- VOTRE CONSIGNE -
Reprenez le texte sur les bases de données de traductions vers et depuis l'albanais à la suite de sa dernière phrase.

Un autre problème, voire plus important, est l'absence d'un champ spécifique pour indiquer la « langue originale » ou la « langue traduite ». Dans de nombreux cas, les seules informations disponibles sont le titre traduit et le nom de l’auteur (écris phonétiquement en albanais), sans aucune indication sur la langue d'origine. Outre le fait que la recherche de la langue originale d'un ouvrage est une tâche chronophage, cela limite notre capacité à analyser l'utilisation des langues intermédiaires pour la traduction de nombreux ouvrages, ce qui aurait pu apporter une dimension significative à notre travail.

De plus, nous avons rencontré des défauts avec les filtres existants. Bien que nous ayons effectué toutes les recherches en utilisant le filtre « Langue : albanais », nous avons constaté que certains résultats incluent des ouvrages rédigés dans des langues étrangères.

Un autre inconvénient de l'utilisation de cette plateforme est la présence de répétitions, où un même ouvrage avec le même numéro ISBN apparaît jusqu'à quatre fois dans les résultats. De plus, il n'est pas possible de télécharger la liste des ouvrages dans un format exploitable, ce qui rend le processus de travail long et laborieux. En raison de toutes ces limitations, la seule manière d'obtenir des résultats pertinents a été de procéder à une extraction manuelle des données.

Utilisation de l'Index Translationum pour les traductions depuis l'albanais

Pour examiner les flux sortants, notre analyse s'appuie sur la base de données de l'Index Translationum, établie en 1932 par la Ligue des Nations et transférée à l'UNESCO en 1946. En plus de son accès libre, cette ressource bibliographique embrasse plus de 200 langues sur une période étendue, offrant ainsi une perspective exhaustive des flux de traduction. Cependant, les données de l'Index Translationum disponibles pour notre étude se limitent à l'année 2010 pour les langues sources et cibles.

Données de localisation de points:
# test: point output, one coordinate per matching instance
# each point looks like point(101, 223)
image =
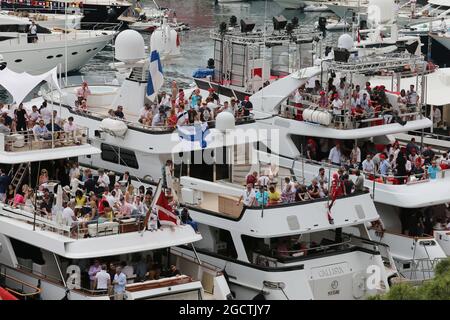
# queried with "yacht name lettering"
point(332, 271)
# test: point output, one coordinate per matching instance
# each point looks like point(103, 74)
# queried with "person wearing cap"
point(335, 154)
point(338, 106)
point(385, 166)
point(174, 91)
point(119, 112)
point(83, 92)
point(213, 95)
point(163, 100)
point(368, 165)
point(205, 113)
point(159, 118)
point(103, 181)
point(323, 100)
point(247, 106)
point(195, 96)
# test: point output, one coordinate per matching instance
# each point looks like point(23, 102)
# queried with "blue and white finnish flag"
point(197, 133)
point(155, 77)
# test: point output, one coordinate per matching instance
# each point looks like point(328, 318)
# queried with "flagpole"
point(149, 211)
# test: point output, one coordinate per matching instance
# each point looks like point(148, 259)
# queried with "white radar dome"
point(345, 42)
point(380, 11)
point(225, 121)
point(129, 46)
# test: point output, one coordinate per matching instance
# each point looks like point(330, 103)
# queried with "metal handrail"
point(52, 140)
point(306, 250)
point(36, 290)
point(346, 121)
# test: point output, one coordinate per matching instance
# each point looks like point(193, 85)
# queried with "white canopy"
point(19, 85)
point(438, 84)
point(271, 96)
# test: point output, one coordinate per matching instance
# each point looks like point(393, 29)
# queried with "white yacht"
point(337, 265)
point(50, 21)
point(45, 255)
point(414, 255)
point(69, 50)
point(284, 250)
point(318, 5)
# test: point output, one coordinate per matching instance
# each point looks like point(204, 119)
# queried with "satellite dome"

- RÉPONSE À L'EXERCICE -
Afin de clarifier cette limitation temporelle, nous avons pris l'initiative de contacter le bureau bibliographique de la Bibliothèque nationale de l'Albanie. Cependant, nous n'avons pas obtenu d'explications détaillées sur la disponibilité des données sur le site de l'Index. Néanmoins, la bibliothèque a généreusement fourni des documents au format PDF contenant les titres traduits, permettant ainsi de recueillir des informations sur les traductions en albanais.

Il est important de souligner que ces documents présentent une disponibilité limitée d'ouvrages traduits dans la langue albanaise. De plus, les données sont fournies sous forme de texte plutôt que de tableau, ajoutant une complexité à l'analyse qui requiert un investissement de temps et d'efforts supplémentaires.

3.2 Analyse des données

Dans cette étude, nous avons examiné différentes variables pertinentes pour analyser les flux de traduction dans le domaine des sciences humaines et sociales en Albanie. Les variables sélectionnées incluent la langue de l’œuvre originale, la discipline à laquelle elle appartient et l’année de publication.

Nous avons calculé la fréquence de chaque langue dans l'ensemble des traductions vers l'albanais. Pour la variable « discipline », nous avons déterminé la répartition des ouvrages traduits dans différentes disciplines. En ce qui concerne la variable « année de publication », une analyse de la distribution temporelle des traductions a été effectuée.

Nous avons présenté la distribution des langues en termes de fréquence, accompagnée du calcul de la moyenne du nombre de traductions pour chaque langue originale ou traduite, offrant ainsi une indication de la tendance centrale des données. Pour évaluer l'impact des disciplines sur les traductions en SHS vers l'albanais, nous avons analysé la fréquence des langues pour chaque discipline.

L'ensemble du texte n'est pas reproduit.